**Exercise details**
Copy the data below word for word, with every line unchanged. Leave the pictures out of your copy.

**Records supplied**

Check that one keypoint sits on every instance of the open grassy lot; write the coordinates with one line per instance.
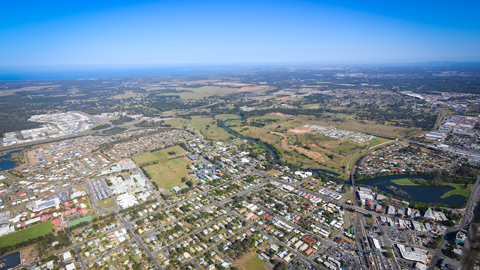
(404, 182)
(107, 203)
(24, 235)
(80, 220)
(129, 94)
(459, 190)
(250, 261)
(200, 92)
(168, 174)
(158, 155)
(200, 123)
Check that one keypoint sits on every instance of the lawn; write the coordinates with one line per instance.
(250, 261)
(459, 190)
(24, 235)
(80, 220)
(107, 203)
(404, 182)
(168, 174)
(158, 155)
(200, 123)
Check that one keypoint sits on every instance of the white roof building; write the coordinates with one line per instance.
(6, 229)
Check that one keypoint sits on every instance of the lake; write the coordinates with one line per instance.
(416, 193)
(7, 164)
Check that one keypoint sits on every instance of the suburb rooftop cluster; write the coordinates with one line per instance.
(365, 167)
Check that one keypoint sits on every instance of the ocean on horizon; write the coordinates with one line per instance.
(75, 73)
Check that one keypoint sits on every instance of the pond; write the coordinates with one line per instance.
(7, 164)
(10, 261)
(425, 194)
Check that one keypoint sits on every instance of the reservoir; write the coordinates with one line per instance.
(7, 164)
(425, 194)
(10, 261)
(274, 155)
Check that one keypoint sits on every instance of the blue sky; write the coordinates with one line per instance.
(237, 32)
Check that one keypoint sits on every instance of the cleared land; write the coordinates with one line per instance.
(107, 203)
(459, 190)
(404, 182)
(250, 261)
(80, 220)
(200, 123)
(24, 235)
(169, 173)
(158, 155)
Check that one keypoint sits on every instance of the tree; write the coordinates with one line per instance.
(449, 223)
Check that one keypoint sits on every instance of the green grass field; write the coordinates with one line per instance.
(459, 190)
(404, 182)
(80, 220)
(107, 203)
(169, 173)
(24, 235)
(199, 123)
(252, 262)
(157, 156)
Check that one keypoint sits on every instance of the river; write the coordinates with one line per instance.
(425, 194)
(7, 164)
(11, 261)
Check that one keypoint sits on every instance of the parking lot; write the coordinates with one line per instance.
(100, 190)
(345, 252)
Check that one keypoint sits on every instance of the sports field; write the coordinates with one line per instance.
(168, 174)
(157, 156)
(80, 220)
(24, 235)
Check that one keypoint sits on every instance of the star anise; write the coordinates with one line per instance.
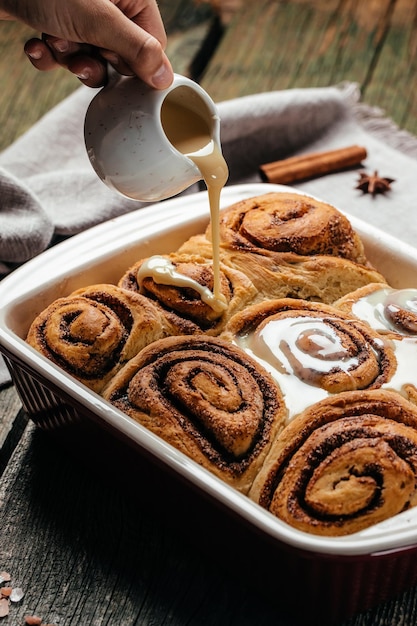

**Result of the exercise**
Check that one keypoint sits on every instance of the open grassy lot; write the coordinates with one line per instance.
(404, 182)
(107, 203)
(24, 235)
(80, 220)
(129, 94)
(459, 190)
(250, 261)
(200, 92)
(168, 174)
(158, 155)
(200, 123)
Check that one keypoint sits on every instance of the lawn; write the coordinates with one line per instance.
(250, 261)
(459, 190)
(24, 235)
(80, 220)
(107, 203)
(404, 182)
(168, 174)
(158, 155)
(200, 123)
Check that one keypoint sits on every instance of the white roof building; write the coordinates with one line per instance.
(6, 229)
Check that one keypoint sits on every instance of the lake; write the coordinates with one line per instance.
(416, 193)
(7, 164)
Check that one keypoint sits on every instance of the suburb rooftop cluster; write the coordinates with one line per instance.
(365, 167)
Check that one keypoint sits on every instance of the ocean on horizon; write the coordinates with one line per instance.
(75, 73)
Check that one keypoint sits on every instance of the pond; write the coordinates with one line per instance.
(7, 164)
(10, 261)
(425, 194)
Check that one keypoint sits on every instance of the reservoir; write the coordinates with one line per instance.
(7, 164)
(425, 194)
(10, 261)
(274, 155)
Check that one keypoint sits on every instance of the blue sky; write the coordinates with one line per instance.
(237, 32)
Check that one keypoint sits on every instance of the cleared land; write the coordinates with one line per instance.
(107, 203)
(459, 190)
(404, 182)
(250, 261)
(80, 220)
(200, 123)
(24, 235)
(169, 173)
(158, 155)
Check that one keypoint sits on every instance of the tree; write the coordinates with one line per instance.
(449, 223)
Check that one keypoint sits on every instance of the green grass field; write the coordinates with one line per instance.
(459, 190)
(404, 182)
(80, 220)
(107, 203)
(169, 173)
(24, 235)
(199, 123)
(252, 262)
(157, 156)
Check that one keypoint sits on every instance of the river; write the coordinates with one line per instance.
(425, 194)
(7, 164)
(11, 261)
Check that one keypoint sits on every instance of the parking lot; write the coordinates with one line per instance.
(100, 190)
(345, 252)
Check that one keypoint sits on every instance of the sports field; write the coordinates with one line per instance.
(168, 174)
(157, 156)
(80, 220)
(24, 235)
Check that one keypoint sits on every instance of the star anise; write the coordinates with one line per instance.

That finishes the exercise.